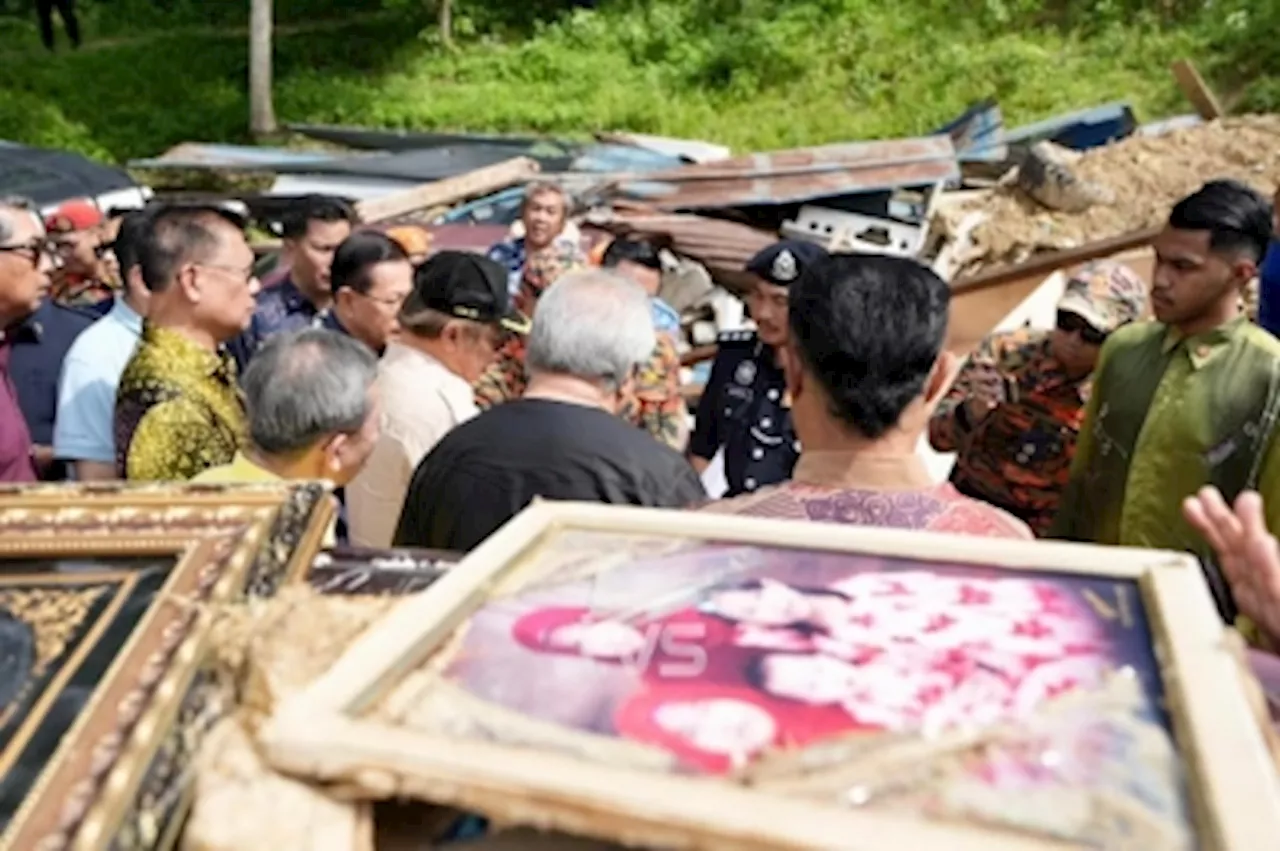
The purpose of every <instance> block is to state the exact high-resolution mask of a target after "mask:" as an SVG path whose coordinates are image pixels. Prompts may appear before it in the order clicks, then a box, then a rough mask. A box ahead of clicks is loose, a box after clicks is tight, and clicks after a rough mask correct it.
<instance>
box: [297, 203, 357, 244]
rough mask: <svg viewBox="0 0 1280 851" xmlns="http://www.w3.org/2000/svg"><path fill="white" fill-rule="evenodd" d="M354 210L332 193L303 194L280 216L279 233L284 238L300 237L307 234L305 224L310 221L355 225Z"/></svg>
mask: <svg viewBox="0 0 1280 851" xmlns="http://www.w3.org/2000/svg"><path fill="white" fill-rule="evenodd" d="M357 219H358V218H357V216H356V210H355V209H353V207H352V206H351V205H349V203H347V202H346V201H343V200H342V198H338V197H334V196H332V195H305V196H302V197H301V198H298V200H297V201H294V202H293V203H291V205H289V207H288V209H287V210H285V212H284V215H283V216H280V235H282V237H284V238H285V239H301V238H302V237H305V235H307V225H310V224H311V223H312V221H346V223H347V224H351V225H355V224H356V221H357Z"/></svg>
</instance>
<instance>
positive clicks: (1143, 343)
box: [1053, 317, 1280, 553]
* * * * * * *
**TASK DETAILS**
Copy the lines from the line with "</instance>" through the end of the lines, substituting "foreground clicks" for "positive clicks" and leaving everything else unchanged.

**TASK SOLUTION**
</instance>
<instance>
foreground clicks: (1143, 343)
box: [1053, 317, 1280, 553]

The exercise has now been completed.